Written task:
Select every line of the items below that contains the word "field", and copy each of those lines.

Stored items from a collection

##############################

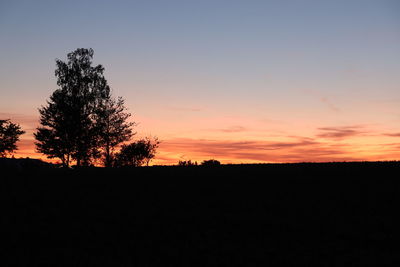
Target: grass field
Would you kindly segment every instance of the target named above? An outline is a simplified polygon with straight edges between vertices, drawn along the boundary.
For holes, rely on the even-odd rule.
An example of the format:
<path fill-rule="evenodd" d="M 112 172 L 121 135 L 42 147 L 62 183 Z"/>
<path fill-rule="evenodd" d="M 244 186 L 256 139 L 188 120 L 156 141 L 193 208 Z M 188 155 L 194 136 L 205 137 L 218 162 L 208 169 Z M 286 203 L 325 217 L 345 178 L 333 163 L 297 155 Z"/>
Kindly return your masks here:
<path fill-rule="evenodd" d="M 3 266 L 399 266 L 399 173 L 398 162 L 10 171 Z"/>

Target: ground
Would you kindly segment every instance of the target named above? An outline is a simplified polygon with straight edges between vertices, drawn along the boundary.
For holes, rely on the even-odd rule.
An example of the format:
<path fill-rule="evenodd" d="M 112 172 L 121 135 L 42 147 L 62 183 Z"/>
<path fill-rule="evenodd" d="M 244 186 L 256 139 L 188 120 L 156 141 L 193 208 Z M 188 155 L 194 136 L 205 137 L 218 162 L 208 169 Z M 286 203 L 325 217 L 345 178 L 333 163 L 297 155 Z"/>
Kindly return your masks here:
<path fill-rule="evenodd" d="M 3 266 L 398 266 L 399 171 L 398 162 L 9 170 Z"/>

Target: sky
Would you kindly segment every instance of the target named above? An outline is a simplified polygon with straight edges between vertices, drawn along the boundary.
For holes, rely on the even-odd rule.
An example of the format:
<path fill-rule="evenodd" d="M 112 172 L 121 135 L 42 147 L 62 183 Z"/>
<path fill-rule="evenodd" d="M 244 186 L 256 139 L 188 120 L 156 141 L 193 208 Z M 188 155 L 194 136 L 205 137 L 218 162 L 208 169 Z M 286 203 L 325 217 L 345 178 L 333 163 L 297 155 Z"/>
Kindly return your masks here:
<path fill-rule="evenodd" d="M 0 0 L 0 119 L 27 132 L 55 60 L 93 48 L 154 164 L 400 160 L 400 1 Z"/>

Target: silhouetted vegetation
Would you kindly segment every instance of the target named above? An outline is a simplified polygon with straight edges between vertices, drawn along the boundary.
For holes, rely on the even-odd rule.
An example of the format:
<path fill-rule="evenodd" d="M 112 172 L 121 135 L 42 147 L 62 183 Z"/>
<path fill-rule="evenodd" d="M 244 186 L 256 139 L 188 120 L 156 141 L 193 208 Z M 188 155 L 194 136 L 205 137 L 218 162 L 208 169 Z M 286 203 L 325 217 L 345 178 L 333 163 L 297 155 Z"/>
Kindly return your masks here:
<path fill-rule="evenodd" d="M 10 120 L 0 120 L 0 157 L 6 157 L 17 150 L 19 137 L 24 133 L 18 124 Z"/>
<path fill-rule="evenodd" d="M 370 162 L 2 173 L 2 266 L 398 266 L 399 171 Z"/>
<path fill-rule="evenodd" d="M 120 152 L 116 154 L 115 166 L 148 166 L 155 157 L 159 144 L 160 142 L 157 138 L 151 140 L 146 137 L 136 142 L 122 145 Z"/>
<path fill-rule="evenodd" d="M 102 146 L 103 163 L 111 167 L 116 147 L 132 137 L 133 122 L 127 122 L 131 114 L 125 112 L 124 100 L 107 96 L 96 111 L 99 126 L 99 142 Z"/>
<path fill-rule="evenodd" d="M 34 134 L 38 152 L 59 158 L 63 166 L 91 166 L 100 159 L 104 166 L 148 165 L 158 140 L 138 140 L 115 150 L 134 135 L 124 100 L 115 99 L 104 77 L 104 67 L 92 66 L 93 50 L 80 48 L 56 61 L 59 89 L 39 109 L 40 123 Z"/>
<path fill-rule="evenodd" d="M 209 159 L 209 160 L 204 160 L 201 165 L 203 166 L 219 166 L 221 165 L 221 162 L 215 159 Z"/>

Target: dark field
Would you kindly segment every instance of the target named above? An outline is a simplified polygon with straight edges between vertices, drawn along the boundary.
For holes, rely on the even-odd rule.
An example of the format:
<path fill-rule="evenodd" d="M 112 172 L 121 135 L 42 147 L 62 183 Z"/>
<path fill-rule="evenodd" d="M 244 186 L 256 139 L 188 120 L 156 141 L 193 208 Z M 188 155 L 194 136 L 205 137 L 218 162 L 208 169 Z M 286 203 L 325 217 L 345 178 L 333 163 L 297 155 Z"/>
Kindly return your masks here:
<path fill-rule="evenodd" d="M 3 266 L 399 266 L 400 163 L 32 169 Z"/>

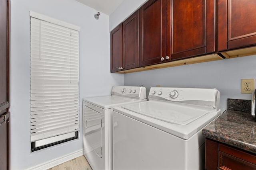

##############################

Final result:
Target: grass field
Target: dark field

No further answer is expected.